Data records:
--*--

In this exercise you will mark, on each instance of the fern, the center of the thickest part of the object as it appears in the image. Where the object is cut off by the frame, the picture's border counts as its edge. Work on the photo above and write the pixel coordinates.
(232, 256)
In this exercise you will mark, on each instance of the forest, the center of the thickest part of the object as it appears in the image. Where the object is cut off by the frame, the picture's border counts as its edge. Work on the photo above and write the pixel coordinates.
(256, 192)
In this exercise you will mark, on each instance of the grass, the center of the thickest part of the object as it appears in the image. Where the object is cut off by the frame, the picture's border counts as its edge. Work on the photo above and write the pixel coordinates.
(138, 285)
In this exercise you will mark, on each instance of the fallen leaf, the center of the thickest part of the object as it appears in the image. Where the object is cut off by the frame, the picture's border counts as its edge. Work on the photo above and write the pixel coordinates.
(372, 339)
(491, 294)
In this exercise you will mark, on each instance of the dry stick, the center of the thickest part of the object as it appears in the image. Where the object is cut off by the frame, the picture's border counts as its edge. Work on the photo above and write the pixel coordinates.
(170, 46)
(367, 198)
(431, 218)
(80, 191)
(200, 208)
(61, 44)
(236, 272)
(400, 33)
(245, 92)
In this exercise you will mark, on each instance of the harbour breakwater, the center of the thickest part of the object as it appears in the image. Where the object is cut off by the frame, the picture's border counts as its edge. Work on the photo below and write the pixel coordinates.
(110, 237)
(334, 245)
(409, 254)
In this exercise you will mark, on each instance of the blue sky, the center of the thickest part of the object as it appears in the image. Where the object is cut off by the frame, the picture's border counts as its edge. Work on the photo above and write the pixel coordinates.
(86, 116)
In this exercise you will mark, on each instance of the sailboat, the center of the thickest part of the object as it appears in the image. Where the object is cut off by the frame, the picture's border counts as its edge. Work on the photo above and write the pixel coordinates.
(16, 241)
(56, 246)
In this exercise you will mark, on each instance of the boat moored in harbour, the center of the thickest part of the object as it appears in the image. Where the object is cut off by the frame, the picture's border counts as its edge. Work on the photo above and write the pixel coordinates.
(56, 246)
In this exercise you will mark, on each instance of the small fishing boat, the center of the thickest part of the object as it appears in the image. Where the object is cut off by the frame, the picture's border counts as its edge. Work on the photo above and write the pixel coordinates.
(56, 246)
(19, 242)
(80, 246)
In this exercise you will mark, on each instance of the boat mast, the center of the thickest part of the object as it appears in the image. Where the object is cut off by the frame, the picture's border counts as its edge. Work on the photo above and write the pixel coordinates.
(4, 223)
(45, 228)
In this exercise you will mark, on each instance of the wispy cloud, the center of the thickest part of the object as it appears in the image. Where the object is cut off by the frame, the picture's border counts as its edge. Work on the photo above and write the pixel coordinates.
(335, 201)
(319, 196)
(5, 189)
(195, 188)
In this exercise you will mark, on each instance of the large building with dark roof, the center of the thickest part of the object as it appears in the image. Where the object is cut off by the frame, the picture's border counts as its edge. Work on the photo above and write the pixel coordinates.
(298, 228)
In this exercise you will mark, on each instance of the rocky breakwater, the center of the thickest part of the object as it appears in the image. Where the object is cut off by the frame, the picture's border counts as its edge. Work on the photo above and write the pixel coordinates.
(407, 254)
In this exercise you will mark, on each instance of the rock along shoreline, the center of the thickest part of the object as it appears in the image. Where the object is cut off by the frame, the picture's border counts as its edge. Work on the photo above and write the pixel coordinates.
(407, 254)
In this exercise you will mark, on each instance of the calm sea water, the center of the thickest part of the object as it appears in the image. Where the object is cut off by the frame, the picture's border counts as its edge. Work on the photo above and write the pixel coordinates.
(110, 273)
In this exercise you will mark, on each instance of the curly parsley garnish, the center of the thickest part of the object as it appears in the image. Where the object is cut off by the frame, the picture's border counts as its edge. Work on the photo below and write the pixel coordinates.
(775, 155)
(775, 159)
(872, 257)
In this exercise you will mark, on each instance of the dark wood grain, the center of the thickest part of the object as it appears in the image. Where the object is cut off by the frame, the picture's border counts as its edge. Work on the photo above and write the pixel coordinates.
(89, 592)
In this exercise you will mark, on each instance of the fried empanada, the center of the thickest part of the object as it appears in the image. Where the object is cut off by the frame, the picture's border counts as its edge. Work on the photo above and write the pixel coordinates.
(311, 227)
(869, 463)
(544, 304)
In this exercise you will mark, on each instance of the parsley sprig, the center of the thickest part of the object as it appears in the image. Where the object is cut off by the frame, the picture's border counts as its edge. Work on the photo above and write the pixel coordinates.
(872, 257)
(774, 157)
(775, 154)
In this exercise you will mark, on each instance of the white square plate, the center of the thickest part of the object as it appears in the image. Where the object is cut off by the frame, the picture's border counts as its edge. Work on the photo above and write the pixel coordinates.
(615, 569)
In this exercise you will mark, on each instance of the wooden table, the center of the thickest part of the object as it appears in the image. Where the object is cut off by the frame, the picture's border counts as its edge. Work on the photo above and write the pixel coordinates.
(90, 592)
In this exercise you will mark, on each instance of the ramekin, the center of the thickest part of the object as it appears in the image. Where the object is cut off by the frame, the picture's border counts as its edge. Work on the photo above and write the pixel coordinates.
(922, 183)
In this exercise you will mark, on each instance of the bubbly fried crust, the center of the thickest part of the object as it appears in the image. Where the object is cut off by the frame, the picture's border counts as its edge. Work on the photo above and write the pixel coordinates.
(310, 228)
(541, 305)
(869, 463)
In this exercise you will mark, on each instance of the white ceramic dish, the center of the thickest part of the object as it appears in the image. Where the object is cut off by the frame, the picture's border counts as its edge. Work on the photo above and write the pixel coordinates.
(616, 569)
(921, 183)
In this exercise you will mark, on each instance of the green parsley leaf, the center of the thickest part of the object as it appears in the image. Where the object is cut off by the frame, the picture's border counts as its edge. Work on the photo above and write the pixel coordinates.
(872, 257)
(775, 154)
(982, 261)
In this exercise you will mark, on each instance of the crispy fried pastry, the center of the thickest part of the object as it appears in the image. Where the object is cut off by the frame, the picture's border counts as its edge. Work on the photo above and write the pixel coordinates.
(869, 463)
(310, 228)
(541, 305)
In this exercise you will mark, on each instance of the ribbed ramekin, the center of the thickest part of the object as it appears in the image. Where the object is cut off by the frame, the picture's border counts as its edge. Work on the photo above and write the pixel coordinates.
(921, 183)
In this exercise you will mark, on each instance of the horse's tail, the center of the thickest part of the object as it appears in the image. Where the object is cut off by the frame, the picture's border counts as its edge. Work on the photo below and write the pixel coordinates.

--*--

Work required:
The records need to be set down again without a single difference.

The answer:
In this exercise you will mark, on each instance of the fern, the center of the thickest part of the object as it appears in the image. Where the object is cut off by the frame, the picture's border counts as its edge. Work on the photo above and write the pixel coordinates.
(232, 256)
In this exercise you will mark, on each instance of the forest, the center of the thickest part of the object as it appears in the image. Where the object is cut off by the frame, the picture's border counts as its edge. Work on the photo above and write the pixel coordinates.
(256, 192)
In this exercise you will mark, on each instance of the grass, the center of the thickest part of the object as it appears in the image. Where the object is cut off by the frame, the picture's border counts as its edge. Work on the photo above and write the pixel coordinates.
(138, 285)
In this exercise you will mark, on each instance of the fallen leaf, the center of the thickest part of the object as it appears in the image. Where the object is cut off by the frame, the picture's border counts as its edge. Work on the photo above and write the pixel coordinates.
(372, 339)
(491, 294)
In this exercise you will mark, on each instance of the dry stick, the center of the thickest part of the object as it appears in the image. Where the object is cut off by the frame, the picture's border counts as its edge. Work on the photo above and write the pixel coordinates.
(170, 46)
(367, 198)
(431, 218)
(80, 191)
(200, 208)
(61, 44)
(236, 272)
(400, 33)
(245, 92)
In this exercise you will mark, on each instance of the harbour breakwater, the center of the thickest part of the object as it appears in the image. Where the object is cut off by the frame, the picture's border counts as its edge. Work on the photo below and write the pixel coordinates.
(110, 237)
(334, 245)
(409, 254)
In this exercise you will mark, on each instance of the blue sky, the center of the thickest part of the object as it appears in the image. Where the object is cut off by the frame, the picture's border counts as its edge. Work on the photo above and write the pixel coordinates.
(86, 116)
In this exercise you will mark, on each instance of the sailboat, the center of the thickest part of the object as it appears in the image. Where the object is cut off by the frame, the picture's border counts as its edge. Work on the photo above and write the pixel coordinates.
(16, 241)
(56, 246)
In this exercise you will mark, on each instance of the boat moored in harbour, the center of the thickest part of the object as it appears in the image. Where the object is cut off by the frame, the picture's border counts as its edge. Work on the photo above and write the pixel coordinates.
(56, 246)
In this exercise you will mark, on each instance of the small fishing boat, the center of the thickest part of the object as it appears in the image. Where the object is cut off by the frame, the picture's border counts as its edge. Work on the photo above and write the pixel coordinates.
(56, 246)
(19, 242)
(80, 246)
In this exercise you will mark, on each instance of the boat mast, the center of the thickest part of the object as it appears in the image. Where the object is cut off by the frame, the picture's border counts as its edge. Work on the photo above and write the pixel coordinates.
(4, 223)
(45, 228)
In this exercise you will mark, on each instance of the wispy cloud, the center of the thickest part of the object as it appears in the image. Where the object is cut off by the frame, the picture's border counts as its edge. Work on the photo above and write the pixel coordinates.
(335, 201)
(319, 196)
(5, 189)
(195, 188)
In this exercise you will mark, on each instance of the large building with dark roof, the center of the thickest part of the object as it appears in the image. Where the object is cut off by the frame, the picture's border counts as its edge. Work on the photo above and write the pixel coordinates.
(298, 228)
In this exercise you will mark, on each instance of the rocky breakwater, the center of the thickest part of the object as it appears in the image. Where the object is cut off by the frame, the picture's border counts as its edge. Work on the photo above and write the pixel coordinates.
(407, 254)
In this exercise you will mark, on each instance of the rock along shoreline, the center of the thickest part of the object as it appears in the image. Where the object is cut off by the frame, the picture's border counts as its edge. Work on the photo above and write the pixel coordinates.
(407, 254)
In this exercise you will mark, on each instance of the calm sea water, the center of the thickest part of the object as it appears in the image. Where the object is cut off by the frame, the picture's border counts as its edge. Work on the photo above and write the pixel coordinates.
(110, 273)
In this exercise you will mark, on each instance of the curly parsley garnish, the center of the thickest part of the object as it appears in the image. Where the object is cut off by the frame, the picture's border counts as its edge. Work on the photo below and write the pixel coordinates.
(775, 155)
(775, 159)
(872, 257)
In this exercise you will mark, on each instance of the dark wood grain, the center of the thickest part of the object as it appears in the image. Where the object is cut off by the frame, the picture's border counts as its edge. Work on the photo above and write the pixel coordinates.
(89, 592)
In this exercise you will mark, on each instance of the fried empanada, the center of the thickest part of the object as it appears in the image. Where the object is cut off by the frame, the picture's border counts as its edge. Work on the photo above and write the pixel coordinates.
(311, 227)
(869, 463)
(544, 304)
In this exercise you will mark, on each instance of the parsley sprig, the center of the thickest part of the object as it appears in the image. Where the object is cut off by the frame, the picture's border counts as its edge. Work on the photo above and write the pixel coordinates.
(872, 257)
(774, 157)
(775, 154)
In this exercise you will mark, on each instance of the white square plate, the center of the thickest part of the object as it appears in the image. Where the object is cut off by the frame, the picture's border counts as its edge. Work on the photo above and write the pixel coordinates.
(615, 569)
In this exercise you will mark, on each instance of the wooden table, the center of the thickest part of the object as it appears in the image. Where the object is cut off by the frame, the picture's border counts as its edge. Work on the photo above and write the pixel coordinates.
(90, 592)
In this exercise you will mark, on each instance of the ramekin, the center of the thickest part of the object as it appears in the image. Where the object is cut off by the frame, the picture's border counts as its edge. Work on the photo above and write the pixel coordinates.
(922, 183)
In this exercise you will mark, on each instance of the bubbly fried crust, the center of the thickest part of the object as it appears in the image. Where the object is cut off by the frame, the picture's border counts as its edge. Work on the photo above and write the pixel coordinates.
(310, 228)
(541, 305)
(869, 463)
In this exercise you will mark, on each instance of the white ceramic dish, the center of the thickest part of the object as it appears in the image. Where the object is cut off by the frame, the picture's border counts as its edge. Work on the photo above and write the pixel coordinates.
(616, 569)
(921, 183)
In this exercise you will mark, on each instance of the green parsley leaf, the center of the thickest part of the object as it appears in the image. Where the object is cut off by the frame, the picture's border counts as its edge. Work on the photo above and write the pixel coordinates.
(872, 257)
(775, 154)
(982, 261)
In this exercise you will mark, on each instance of the crispy fried pastry, the center of the thickest part of the object as it appears in the image. Where the object is cut off by the frame, the picture's border counts as its edge. Work on the photo above and write the pixel coordinates.
(869, 463)
(310, 228)
(541, 305)
In this exercise you will mark, on each instance of the ribbed ramekin, the center of the thickest part of the object as it appears in the image. Where the object is cut off by the frame, the picture's border counts as its edge. Work on the photo above and write the pixel coordinates.
(921, 183)
In this exercise you will mark, on each instance of the horse's tail, the center of the thickest part of the object as it appears in the image. Where the object is cut off by the frame, the picture's border counts as its edge. Work on the photo below and write the pixel coordinates.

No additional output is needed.